Dataset records:

::::::::

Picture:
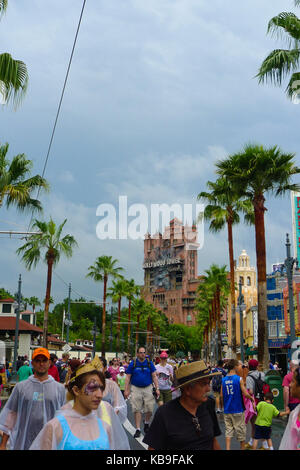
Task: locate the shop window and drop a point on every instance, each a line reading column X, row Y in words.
column 272, row 329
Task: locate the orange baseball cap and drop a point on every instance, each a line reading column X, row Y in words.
column 41, row 352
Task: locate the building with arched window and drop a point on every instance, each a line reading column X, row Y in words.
column 245, row 273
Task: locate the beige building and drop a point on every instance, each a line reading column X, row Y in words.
column 247, row 274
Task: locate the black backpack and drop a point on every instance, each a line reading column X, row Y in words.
column 258, row 386
column 216, row 382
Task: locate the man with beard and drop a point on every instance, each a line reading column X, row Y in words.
column 188, row 422
column 31, row 405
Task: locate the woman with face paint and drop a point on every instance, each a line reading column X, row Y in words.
column 86, row 423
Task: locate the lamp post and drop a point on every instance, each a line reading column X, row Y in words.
column 241, row 307
column 94, row 332
column 289, row 264
column 17, row 306
column 254, row 311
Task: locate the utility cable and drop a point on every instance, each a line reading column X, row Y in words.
column 60, row 103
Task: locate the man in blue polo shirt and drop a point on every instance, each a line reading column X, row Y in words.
column 140, row 375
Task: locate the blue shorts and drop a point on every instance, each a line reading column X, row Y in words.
column 262, row 432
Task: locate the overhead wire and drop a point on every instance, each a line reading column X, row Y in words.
column 60, row 102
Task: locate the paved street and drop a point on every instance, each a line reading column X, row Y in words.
column 278, row 428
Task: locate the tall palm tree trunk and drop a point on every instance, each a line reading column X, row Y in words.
column 104, row 315
column 47, row 300
column 259, row 210
column 128, row 330
column 118, row 326
column 219, row 346
column 232, row 287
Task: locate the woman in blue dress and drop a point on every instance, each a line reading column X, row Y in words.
column 87, row 424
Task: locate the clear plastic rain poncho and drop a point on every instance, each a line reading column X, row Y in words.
column 30, row 406
column 291, row 437
column 114, row 397
column 69, row 430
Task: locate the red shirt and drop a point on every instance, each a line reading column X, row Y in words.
column 53, row 370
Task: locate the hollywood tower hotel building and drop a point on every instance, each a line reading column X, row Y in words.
column 170, row 272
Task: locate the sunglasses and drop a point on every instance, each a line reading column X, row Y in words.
column 197, row 425
column 40, row 361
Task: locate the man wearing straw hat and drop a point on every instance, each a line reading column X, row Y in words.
column 189, row 422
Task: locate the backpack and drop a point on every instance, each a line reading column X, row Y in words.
column 148, row 364
column 217, row 381
column 260, row 387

::::::::

Work required: Starting with the top line, write out all the data above exactly; keep the pictures out.

Written response:
Picture:
Task: locate the shop window and drop a point on every instance, each a line reading column X, row Y in words.
column 272, row 329
Task: locate the orange baseball cap and drop a point on every instance, each a line reading column X, row Y in words.
column 41, row 352
Task: locate the building with arched window and drop a point on every instance, each a line reading column X, row Y in words.
column 245, row 273
Task: locate the beige building and drop a point on every instance, each a line reading column X, row Y in words.
column 247, row 274
Task: locate the black backpack and drop a point on every instance, each a line reading column X, row Y in words.
column 258, row 386
column 216, row 382
Task: locate the man with beard and drop a point on every instance, each a line reading column X, row Y in words.
column 188, row 422
column 31, row 405
Task: locate the woman with face paint and drop a point on every instance, each a line reading column X, row Y in words.
column 86, row 423
Task: locate the lamp post and drop a point on every instance, each a line reading column X, row Y in words.
column 241, row 307
column 94, row 332
column 289, row 264
column 17, row 306
column 254, row 311
Task: locate the utility cable and drop a point on every instance, each a line reading column X, row Y in words.
column 60, row 103
Task: locate the man in blue polo shirt and drop a point on every instance, each a line reading column X, row Y in words.
column 140, row 375
Task: locate the blue shorts and drop a point on every instance, each a line reading column X, row Y in words.
column 262, row 432
Task: locate the overhead wire and drop a point on every instance, each a line reading column X, row Y in words.
column 60, row 102
Task: locate the paved street and drop a point on every instance, each a line reading column X, row Y in words.
column 278, row 428
Task: locate the tall palm tree trunk and drop a point on every instance, each a line reading column X, row Y in words.
column 104, row 315
column 47, row 300
column 259, row 210
column 128, row 330
column 118, row 326
column 219, row 346
column 232, row 287
Task: locate the woman in blue dress and drop a point on every instance, each a line reading column X, row Y in words.
column 87, row 424
Task: locate the clear plastic rain poncho and drop a point on every instance, each a line reading column X, row Y in words.
column 30, row 406
column 291, row 437
column 114, row 397
column 69, row 430
Task: locate the red shirt and drop a point on every instance, each a line reading column X, row Y in words.
column 53, row 370
Task: locate the hollywood tower hotel building and drop a point on every instance, each a line reading column X, row Y in words.
column 170, row 272
Task: locate the sunglasses and drop a point on every instance, each a line reading column X, row Y in words.
column 197, row 425
column 40, row 361
Task: locate the man wearing straw hat and drop a point on every instance, each a line reading column X, row Y in words.
column 189, row 422
Task: locate the backpack and drop a point on every instance, each a line reading column X, row Y in words.
column 148, row 364
column 217, row 381
column 260, row 387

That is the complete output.